» **RECORDS FOR THIS TASK**:
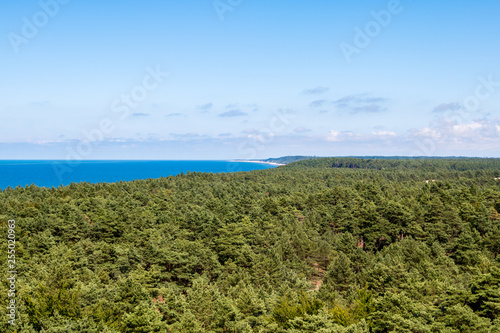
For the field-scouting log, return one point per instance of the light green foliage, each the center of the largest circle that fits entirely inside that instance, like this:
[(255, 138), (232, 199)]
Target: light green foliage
[(282, 250)]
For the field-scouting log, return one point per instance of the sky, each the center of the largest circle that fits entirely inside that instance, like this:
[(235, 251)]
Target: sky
[(240, 79)]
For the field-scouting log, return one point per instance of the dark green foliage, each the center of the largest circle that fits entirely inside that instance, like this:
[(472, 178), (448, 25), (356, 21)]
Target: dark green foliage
[(323, 245)]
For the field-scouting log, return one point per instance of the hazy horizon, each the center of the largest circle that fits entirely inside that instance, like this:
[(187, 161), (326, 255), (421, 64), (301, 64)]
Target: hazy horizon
[(223, 80)]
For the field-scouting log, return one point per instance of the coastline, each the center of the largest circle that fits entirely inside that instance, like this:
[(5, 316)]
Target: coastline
[(257, 161)]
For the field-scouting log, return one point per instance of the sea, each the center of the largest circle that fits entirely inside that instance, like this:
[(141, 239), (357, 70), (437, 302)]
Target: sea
[(45, 173)]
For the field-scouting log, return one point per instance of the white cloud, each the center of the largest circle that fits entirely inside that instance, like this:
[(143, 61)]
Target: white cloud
[(333, 136), (428, 132), (384, 133), (466, 129)]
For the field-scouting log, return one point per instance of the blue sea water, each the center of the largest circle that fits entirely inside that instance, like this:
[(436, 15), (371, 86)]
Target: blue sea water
[(55, 173)]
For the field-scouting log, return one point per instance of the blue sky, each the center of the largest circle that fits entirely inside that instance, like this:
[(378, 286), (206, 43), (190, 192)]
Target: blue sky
[(234, 79)]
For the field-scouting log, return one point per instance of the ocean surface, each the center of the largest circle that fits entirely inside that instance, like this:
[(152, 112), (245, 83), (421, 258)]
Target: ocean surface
[(56, 173)]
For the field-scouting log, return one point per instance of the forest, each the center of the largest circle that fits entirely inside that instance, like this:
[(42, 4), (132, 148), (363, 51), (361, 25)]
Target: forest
[(329, 245)]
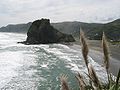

» **PROMPT**:
Please write out every item above again, swapping "field-scouting log" for "survey notebook" and keeping everything else the same. Leave the pictures out.

» **TASK ANSWER**:
For the survey notebook, return one point per instance of the light green foliage, each the center of the largest circle that fits entirely inside that instance, like this:
[(255, 138), (232, 199)]
Target: light green foliage
[(282, 250)]
For the survey notebook, return one point per instance of the sky, each the center of the largest circle that fits entirely inside that instance, like this:
[(235, 251)]
Target: sky
[(240, 79)]
For the survey notebook, return one point per instance of the dark green foliage, each the center of the largest circle that fits entirely inside that instance, like this:
[(472, 178), (448, 25), (356, 21)]
Target: dark green foliage
[(323, 245)]
For the survey notebook, return one point per instance of the hazy horizon, each the center of the largest circle that fits entirely inside that instance, like this:
[(187, 161), (326, 255), (421, 64), (301, 64)]
Target: hazy horizon
[(223, 80)]
For the survey notebook, return one point per instance of the coastline, each the center of the largest circle that fits entirely inside that instance, like this:
[(5, 316)]
Target: coastline
[(257, 161)]
For the survey notebook, return one point per instance of the sea, each the center of the largest circle that fits entirely inside that instance, like this:
[(141, 239), (357, 70), (437, 302)]
Target: sea
[(45, 173)]
For the survey notebook, return one point per instance of the white cloud, each the center of the largest circle that fits entirely inside that instance, like this:
[(143, 61)]
Target: white cloud
[(333, 136), (428, 132), (384, 133), (466, 129)]
For the survey notebook, return one point per instance of the blue sea water, each the center of the largest circle that fits entirely inside that instance, like this:
[(436, 15), (371, 86)]
Target: blue sea water
[(55, 173)]
For the survey notebook, return one point per instance of the blue sky, each the center of the largest circle that fits entirely inside that instance, like this:
[(378, 286), (206, 43), (190, 192)]
Target: blue sky
[(234, 79)]
For the survey notebook, return one point per instance of the ocean surface, each the center of the largest circle that fits entirely inside that instance, like this:
[(152, 112), (245, 83), (421, 258)]
Target: ocean surface
[(56, 173)]
For the survey notebook, return one point per instance of the forest, each the center of the largest circle that fits entirely inside that instance, like this:
[(42, 4), (132, 148), (363, 51), (361, 25)]
Target: forest
[(329, 245)]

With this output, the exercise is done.